* INSTRUCTIONS TO FOLLOW
Provide an exact reproduction of every entry.

* DATA PROVIDED
○ ○ ○ ○ ○ ○ ○
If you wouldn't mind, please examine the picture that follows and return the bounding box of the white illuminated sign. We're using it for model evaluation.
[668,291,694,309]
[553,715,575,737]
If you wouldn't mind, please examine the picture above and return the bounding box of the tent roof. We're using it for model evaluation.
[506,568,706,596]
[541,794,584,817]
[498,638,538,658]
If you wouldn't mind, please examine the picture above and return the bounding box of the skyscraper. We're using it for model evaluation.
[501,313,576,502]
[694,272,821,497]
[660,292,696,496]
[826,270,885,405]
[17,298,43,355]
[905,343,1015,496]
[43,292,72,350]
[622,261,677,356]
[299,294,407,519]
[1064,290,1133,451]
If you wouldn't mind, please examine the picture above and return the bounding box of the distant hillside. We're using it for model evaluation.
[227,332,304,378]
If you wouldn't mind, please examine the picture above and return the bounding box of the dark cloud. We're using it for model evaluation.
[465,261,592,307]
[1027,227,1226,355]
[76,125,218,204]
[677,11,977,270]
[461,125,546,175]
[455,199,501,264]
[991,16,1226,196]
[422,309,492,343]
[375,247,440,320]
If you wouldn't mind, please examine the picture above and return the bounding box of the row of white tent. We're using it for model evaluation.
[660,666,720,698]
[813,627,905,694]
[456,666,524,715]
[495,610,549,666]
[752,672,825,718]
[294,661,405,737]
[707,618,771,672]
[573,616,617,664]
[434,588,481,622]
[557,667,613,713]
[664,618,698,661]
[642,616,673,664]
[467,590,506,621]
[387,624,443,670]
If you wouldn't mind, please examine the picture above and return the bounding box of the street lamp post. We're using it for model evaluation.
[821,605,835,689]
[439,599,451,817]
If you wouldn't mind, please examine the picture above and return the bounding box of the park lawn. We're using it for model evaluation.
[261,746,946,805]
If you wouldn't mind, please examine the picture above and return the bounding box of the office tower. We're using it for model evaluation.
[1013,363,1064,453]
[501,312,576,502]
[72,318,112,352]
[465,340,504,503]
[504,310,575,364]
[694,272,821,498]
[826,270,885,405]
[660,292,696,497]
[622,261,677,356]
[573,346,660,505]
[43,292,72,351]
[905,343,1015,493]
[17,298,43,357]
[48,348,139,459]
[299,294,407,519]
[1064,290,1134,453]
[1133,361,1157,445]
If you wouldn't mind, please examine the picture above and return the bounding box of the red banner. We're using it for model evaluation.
○ ○ ○ ○ ○ ○ ○
* FINAL RESULT
If you wouldn't mind, please examine the picture that follows and return the bounding box of the white illuminated sign. We're using it for model evaluation.
[668,291,694,309]
[553,715,575,737]
If you wouldn't mind, please examine the picture above and return the bounding box of the tent roof. We're using it for model evaluation.
[506,568,706,596]
[541,794,584,817]
[498,638,538,658]
If you wouldn't mind, please examine the picture above and return the bounding box of the skyscraper. We're using it for model evaluation.
[501,313,576,502]
[694,272,821,497]
[660,292,696,496]
[826,270,885,405]
[17,298,43,355]
[905,343,1015,496]
[43,292,72,350]
[622,261,677,356]
[299,294,407,519]
[1064,290,1133,451]
If you wouldn't mind, please examine the picture above and return the bounding box of the distant hillside. We're using it for model evaluation.
[227,332,304,378]
If you wouldn't mind, please examine the picture above and return the bounding box of the dark cloud. We're using it for model evaluation.
[465,261,592,307]
[1027,227,1226,355]
[76,125,218,204]
[677,11,977,270]
[461,125,546,175]
[455,199,501,264]
[991,16,1226,196]
[422,309,492,343]
[375,247,440,320]
If you wouldn't mind, please examine the picture above and return the bounding box of the row of white tent. We're using it for model evaluation.
[660,666,720,698]
[813,627,905,694]
[456,666,524,715]
[495,610,549,666]
[752,672,825,718]
[294,661,405,737]
[707,618,771,672]
[573,616,617,664]
[434,588,481,622]
[557,667,613,713]
[664,618,698,661]
[642,616,673,664]
[467,590,506,621]
[387,624,443,670]
If you wouldn't mind, please examine the picture above and return the bounding box of the street lamp post. We're using it for model evaluation.
[821,605,835,689]
[439,599,451,817]
If you wouldn't mind, please examine the picture above and return the bounding box of the park lawn. We're using it for model evaluation.
[261,746,946,805]
If you wouldn't mind, please examine the picture above and return the bounding box of the office tower. We're using it for model evaluation.
[1013,363,1064,453]
[501,312,576,502]
[72,318,112,352]
[465,340,504,503]
[504,310,575,364]
[694,272,821,498]
[826,270,885,405]
[660,292,696,497]
[622,261,677,356]
[573,346,660,505]
[43,292,72,351]
[905,343,1015,493]
[17,298,43,357]
[48,348,139,459]
[299,294,407,519]
[1064,290,1134,453]
[1133,361,1157,445]
If you wouldn't mind, please examine the picture above and return the bounding box of the red banner. We're using it for model evaluation.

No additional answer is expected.